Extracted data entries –
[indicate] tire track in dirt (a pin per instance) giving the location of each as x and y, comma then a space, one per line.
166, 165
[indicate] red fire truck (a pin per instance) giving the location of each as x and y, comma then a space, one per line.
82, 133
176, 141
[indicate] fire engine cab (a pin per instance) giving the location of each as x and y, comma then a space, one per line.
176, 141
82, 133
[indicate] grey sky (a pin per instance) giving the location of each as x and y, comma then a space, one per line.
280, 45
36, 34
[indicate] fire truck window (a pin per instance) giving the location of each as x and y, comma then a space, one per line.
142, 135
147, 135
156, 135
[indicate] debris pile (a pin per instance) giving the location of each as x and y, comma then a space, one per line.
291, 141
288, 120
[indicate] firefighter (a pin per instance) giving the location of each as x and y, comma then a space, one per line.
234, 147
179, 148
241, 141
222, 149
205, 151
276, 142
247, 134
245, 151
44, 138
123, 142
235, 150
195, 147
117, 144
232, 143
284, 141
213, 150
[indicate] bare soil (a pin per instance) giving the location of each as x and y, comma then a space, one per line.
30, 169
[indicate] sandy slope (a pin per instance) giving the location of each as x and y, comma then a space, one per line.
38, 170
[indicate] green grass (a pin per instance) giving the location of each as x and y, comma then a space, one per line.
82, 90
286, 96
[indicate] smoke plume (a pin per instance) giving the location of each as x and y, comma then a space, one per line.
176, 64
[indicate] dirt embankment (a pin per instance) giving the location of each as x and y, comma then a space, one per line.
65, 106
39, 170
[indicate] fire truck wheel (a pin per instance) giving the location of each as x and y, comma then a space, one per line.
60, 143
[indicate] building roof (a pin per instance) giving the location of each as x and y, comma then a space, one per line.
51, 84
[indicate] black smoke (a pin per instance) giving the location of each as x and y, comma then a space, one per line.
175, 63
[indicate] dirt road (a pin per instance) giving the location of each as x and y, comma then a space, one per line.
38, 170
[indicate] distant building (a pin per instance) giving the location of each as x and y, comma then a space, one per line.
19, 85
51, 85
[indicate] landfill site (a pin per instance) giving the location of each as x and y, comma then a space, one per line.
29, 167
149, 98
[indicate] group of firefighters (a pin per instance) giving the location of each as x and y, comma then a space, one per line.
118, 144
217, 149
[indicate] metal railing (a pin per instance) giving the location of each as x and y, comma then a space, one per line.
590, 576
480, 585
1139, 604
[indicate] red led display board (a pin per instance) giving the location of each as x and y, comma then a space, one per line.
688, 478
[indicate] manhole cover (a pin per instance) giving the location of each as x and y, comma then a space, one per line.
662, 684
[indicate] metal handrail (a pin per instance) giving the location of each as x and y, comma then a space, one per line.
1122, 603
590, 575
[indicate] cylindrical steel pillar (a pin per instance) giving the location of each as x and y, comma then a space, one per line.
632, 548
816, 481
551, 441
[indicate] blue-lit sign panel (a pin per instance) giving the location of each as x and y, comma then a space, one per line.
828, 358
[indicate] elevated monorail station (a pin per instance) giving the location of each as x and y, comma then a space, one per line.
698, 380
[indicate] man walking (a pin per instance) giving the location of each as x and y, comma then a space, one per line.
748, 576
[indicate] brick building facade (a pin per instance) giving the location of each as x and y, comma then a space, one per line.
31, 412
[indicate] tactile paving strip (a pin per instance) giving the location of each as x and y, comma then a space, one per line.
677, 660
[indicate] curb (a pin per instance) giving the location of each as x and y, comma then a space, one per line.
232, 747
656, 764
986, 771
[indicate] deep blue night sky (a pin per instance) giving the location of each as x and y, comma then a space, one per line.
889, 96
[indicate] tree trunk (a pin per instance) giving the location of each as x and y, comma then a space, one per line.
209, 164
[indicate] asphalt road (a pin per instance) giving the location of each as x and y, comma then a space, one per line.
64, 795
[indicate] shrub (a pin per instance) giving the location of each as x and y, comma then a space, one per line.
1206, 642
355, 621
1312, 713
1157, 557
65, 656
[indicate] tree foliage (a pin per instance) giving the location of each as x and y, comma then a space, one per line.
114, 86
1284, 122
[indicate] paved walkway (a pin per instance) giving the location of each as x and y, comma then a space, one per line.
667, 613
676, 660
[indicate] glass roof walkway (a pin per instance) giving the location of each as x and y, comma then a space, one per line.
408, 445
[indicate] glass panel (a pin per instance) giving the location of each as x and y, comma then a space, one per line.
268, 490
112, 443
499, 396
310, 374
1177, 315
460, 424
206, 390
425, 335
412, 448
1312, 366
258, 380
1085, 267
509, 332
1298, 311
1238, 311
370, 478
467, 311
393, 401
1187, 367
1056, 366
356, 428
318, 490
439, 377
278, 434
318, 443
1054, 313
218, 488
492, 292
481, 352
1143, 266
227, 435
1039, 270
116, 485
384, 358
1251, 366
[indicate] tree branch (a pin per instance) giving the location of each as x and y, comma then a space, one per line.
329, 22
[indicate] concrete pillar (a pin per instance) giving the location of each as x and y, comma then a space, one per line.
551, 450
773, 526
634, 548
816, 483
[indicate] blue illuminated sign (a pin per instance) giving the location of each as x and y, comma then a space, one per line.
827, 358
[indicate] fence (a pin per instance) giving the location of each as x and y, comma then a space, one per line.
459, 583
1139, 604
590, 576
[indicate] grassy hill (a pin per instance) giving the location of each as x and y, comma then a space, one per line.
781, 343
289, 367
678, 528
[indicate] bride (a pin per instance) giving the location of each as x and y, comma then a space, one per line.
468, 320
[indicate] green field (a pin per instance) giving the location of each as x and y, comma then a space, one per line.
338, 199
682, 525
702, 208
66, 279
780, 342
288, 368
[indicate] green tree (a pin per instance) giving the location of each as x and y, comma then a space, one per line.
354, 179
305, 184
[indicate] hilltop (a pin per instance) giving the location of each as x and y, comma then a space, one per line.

Aim – Restate the final lines of the listing above word for word, beginning at the line that contains "[indicate] glass panel".

Answer to this exercise –
[indicate] glass panel (a pin per instance) giving the location of each as x and y, comma then a space, one per line.
268, 490
112, 443
499, 396
310, 374
1177, 315
460, 424
206, 390
425, 335
412, 448
1312, 366
258, 380
1085, 267
509, 332
1298, 311
1238, 311
370, 478
467, 311
393, 401
1187, 367
1056, 366
356, 428
318, 490
439, 377
278, 434
318, 443
1054, 313
218, 488
492, 292
481, 352
1143, 266
227, 435
1039, 270
116, 485
384, 358
1251, 366
[indicate] tree branch (a pin per instance) giving the location of each as x and y, comma then a space, one per line.
329, 22
[indicate] concrete pillar (a pin per instance) giving the location of each as x and y, comma then a space, one per line.
551, 450
773, 526
634, 548
816, 483
[indicate] blue illuminated sign (a pin per instance) giving the location of each as x and y, comma then a space, one per line.
827, 358
[indicate] fence (a pin per instance) giving the location of each as x and y, comma then a space, one per line.
459, 583
1139, 604
590, 576
[indicate] grassy hill (a pin per instance) giving the location of each as x and y, comma then a space, one per line.
781, 343
289, 367
678, 528
[indicate] bride (a pin per instance) giving the location of each as x and y, comma then a space, one per line.
468, 320
[indicate] green field (a pin per instance) giving the location of each as x and y, comma then a space, one per line.
338, 199
682, 525
702, 208
66, 279
780, 342
288, 368
[indicate] green tree (a pin per instance) giving the location of each as x and y, comma then a space, one per line.
354, 179
305, 184
[indicate] hilltop (a pin per instance) giving the location of each as x and y, comma then a space, one per line.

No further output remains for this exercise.